DIRECTIONS FOR THIS TASK
Copy out the records below, substituting "rough polygon" for every occurrence of "simplified polygon" and leaving all other text unchanged.

(Records for segmentation labeling)
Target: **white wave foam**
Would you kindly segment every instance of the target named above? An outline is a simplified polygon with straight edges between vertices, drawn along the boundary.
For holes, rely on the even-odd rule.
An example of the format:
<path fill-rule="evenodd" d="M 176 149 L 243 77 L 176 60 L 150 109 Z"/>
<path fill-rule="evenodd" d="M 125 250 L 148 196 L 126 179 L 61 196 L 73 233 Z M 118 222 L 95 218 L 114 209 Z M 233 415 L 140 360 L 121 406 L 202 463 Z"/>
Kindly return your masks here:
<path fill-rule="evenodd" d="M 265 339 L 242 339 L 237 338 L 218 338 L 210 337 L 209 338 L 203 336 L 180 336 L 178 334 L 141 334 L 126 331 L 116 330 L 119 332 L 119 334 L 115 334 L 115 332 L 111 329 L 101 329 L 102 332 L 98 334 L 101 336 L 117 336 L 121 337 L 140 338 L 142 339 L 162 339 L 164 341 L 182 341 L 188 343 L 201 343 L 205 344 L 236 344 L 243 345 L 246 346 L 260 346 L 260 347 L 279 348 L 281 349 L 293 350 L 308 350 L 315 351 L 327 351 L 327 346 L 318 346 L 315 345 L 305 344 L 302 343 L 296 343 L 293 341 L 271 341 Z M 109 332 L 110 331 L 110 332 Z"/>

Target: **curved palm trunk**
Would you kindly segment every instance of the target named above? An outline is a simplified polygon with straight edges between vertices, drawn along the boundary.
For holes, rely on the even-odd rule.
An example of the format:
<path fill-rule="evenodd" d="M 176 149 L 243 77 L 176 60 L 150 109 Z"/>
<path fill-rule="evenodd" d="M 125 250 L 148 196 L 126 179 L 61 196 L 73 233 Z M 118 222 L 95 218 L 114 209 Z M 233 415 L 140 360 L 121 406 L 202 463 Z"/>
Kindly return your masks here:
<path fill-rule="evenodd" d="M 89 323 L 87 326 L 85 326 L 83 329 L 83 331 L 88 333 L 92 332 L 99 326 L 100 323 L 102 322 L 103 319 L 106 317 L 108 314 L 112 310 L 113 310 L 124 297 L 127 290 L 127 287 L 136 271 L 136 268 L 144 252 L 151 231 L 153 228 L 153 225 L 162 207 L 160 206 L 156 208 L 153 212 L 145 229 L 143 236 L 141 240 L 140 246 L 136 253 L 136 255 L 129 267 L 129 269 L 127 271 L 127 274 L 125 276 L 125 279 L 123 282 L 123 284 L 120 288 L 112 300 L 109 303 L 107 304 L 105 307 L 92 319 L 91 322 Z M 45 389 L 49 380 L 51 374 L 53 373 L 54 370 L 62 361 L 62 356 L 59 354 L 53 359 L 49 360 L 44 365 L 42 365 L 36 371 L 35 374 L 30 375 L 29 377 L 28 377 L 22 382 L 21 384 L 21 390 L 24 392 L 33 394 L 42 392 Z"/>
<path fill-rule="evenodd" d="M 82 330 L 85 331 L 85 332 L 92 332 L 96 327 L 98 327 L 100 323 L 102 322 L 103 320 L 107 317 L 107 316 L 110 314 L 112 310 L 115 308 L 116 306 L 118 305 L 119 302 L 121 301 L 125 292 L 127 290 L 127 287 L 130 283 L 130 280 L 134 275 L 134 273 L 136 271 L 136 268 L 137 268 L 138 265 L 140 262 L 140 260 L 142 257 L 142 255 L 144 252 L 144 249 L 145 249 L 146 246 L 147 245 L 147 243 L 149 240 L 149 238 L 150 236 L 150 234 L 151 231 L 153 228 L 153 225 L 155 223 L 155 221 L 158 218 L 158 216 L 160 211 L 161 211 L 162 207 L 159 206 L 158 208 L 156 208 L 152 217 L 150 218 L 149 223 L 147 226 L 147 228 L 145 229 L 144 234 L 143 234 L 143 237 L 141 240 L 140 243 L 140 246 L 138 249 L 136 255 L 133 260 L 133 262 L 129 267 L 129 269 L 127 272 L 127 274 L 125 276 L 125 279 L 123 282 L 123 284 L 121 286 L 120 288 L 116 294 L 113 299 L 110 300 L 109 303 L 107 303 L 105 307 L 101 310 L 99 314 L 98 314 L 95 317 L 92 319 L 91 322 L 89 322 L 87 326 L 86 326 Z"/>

SOLUTION
Target: **white wave foam**
Would you kindly segment every instance of the target named above? An outline is a rough polygon with straight edges between vertices, drawn along the boundary.
For holes, rely on the even-odd rule.
An example of the format:
<path fill-rule="evenodd" d="M 176 149 L 243 77 L 176 60 L 150 109 Z"/>
<path fill-rule="evenodd" d="M 125 250 L 148 196 L 126 179 L 61 196 L 73 233 Z M 118 222 L 95 218 L 114 209 Z M 233 415 L 140 360 L 121 406 L 202 463 Z"/>
Kindly return your masks here:
<path fill-rule="evenodd" d="M 265 339 L 242 339 L 237 338 L 218 338 L 210 337 L 209 338 L 203 336 L 180 336 L 178 334 L 141 334 L 126 331 L 116 330 L 119 332 L 119 334 L 115 334 L 115 332 L 111 329 L 101 329 L 102 332 L 98 334 L 101 336 L 117 336 L 121 337 L 140 338 L 142 339 L 162 339 L 164 341 L 182 341 L 188 343 L 201 343 L 205 344 L 236 344 L 243 345 L 246 346 L 260 346 L 260 347 L 279 348 L 281 349 L 293 350 L 308 350 L 315 351 L 327 351 L 327 346 L 318 346 L 315 345 L 305 344 L 302 343 L 296 343 L 293 341 L 271 341 Z M 109 332 L 110 331 L 110 332 Z"/>

Target: **curved palm trunk**
Would you kindly segment every instance of the target named above? An outline is a rough polygon with straight edges between vertices, drawn along the boundary.
For holes, rely on the even-odd rule.
An example of the format:
<path fill-rule="evenodd" d="M 176 149 L 243 77 L 176 60 L 150 109 Z"/>
<path fill-rule="evenodd" d="M 125 250 L 148 196 L 126 179 L 61 196 L 73 233 Z M 118 222 L 95 218 L 114 209 Z M 233 415 L 140 360 L 121 406 L 202 463 Z"/>
Kindly return your masks here:
<path fill-rule="evenodd" d="M 89 323 L 87 326 L 85 326 L 83 329 L 83 331 L 88 333 L 92 332 L 99 326 L 100 323 L 102 322 L 103 319 L 106 317 L 108 314 L 112 310 L 113 310 L 124 297 L 127 290 L 127 287 L 136 271 L 136 268 L 144 252 L 151 231 L 153 228 L 153 225 L 162 207 L 160 206 L 156 208 L 153 212 L 145 229 L 143 236 L 141 240 L 140 246 L 136 253 L 136 255 L 129 267 L 129 269 L 127 271 L 127 274 L 125 276 L 125 279 L 123 282 L 123 284 L 120 288 L 112 300 L 109 303 L 107 304 L 105 307 L 92 319 L 91 322 Z M 45 389 L 49 380 L 51 374 L 53 373 L 54 370 L 62 361 L 62 356 L 59 354 L 53 359 L 49 360 L 44 365 L 42 365 L 36 371 L 35 374 L 30 375 L 29 377 L 28 377 L 22 382 L 21 384 L 21 390 L 24 392 L 33 394 L 42 392 Z"/>
<path fill-rule="evenodd" d="M 82 330 L 85 331 L 85 332 L 92 332 L 96 327 L 98 327 L 100 323 L 102 322 L 103 320 L 107 317 L 107 316 L 110 314 L 112 310 L 115 308 L 116 306 L 118 305 L 119 302 L 121 301 L 125 292 L 127 290 L 127 287 L 130 283 L 130 280 L 134 275 L 134 273 L 136 271 L 136 268 L 137 268 L 138 265 L 140 262 L 140 260 L 142 257 L 142 255 L 144 252 L 144 249 L 145 249 L 146 246 L 147 245 L 147 243 L 149 240 L 149 238 L 150 236 L 150 234 L 151 231 L 153 228 L 153 225 L 155 223 L 155 221 L 158 218 L 158 216 L 160 211 L 161 211 L 162 207 L 159 206 L 158 208 L 156 208 L 152 217 L 150 218 L 149 223 L 147 226 L 147 228 L 145 229 L 144 234 L 143 234 L 143 237 L 141 240 L 140 243 L 140 246 L 138 249 L 136 255 L 133 260 L 133 262 L 129 267 L 129 269 L 127 272 L 127 274 L 125 276 L 125 279 L 123 282 L 123 284 L 121 286 L 120 288 L 116 294 L 113 299 L 110 300 L 109 303 L 107 303 L 105 307 L 101 310 L 99 314 L 98 314 L 95 317 L 92 319 L 91 322 L 89 322 L 87 326 L 86 326 Z"/>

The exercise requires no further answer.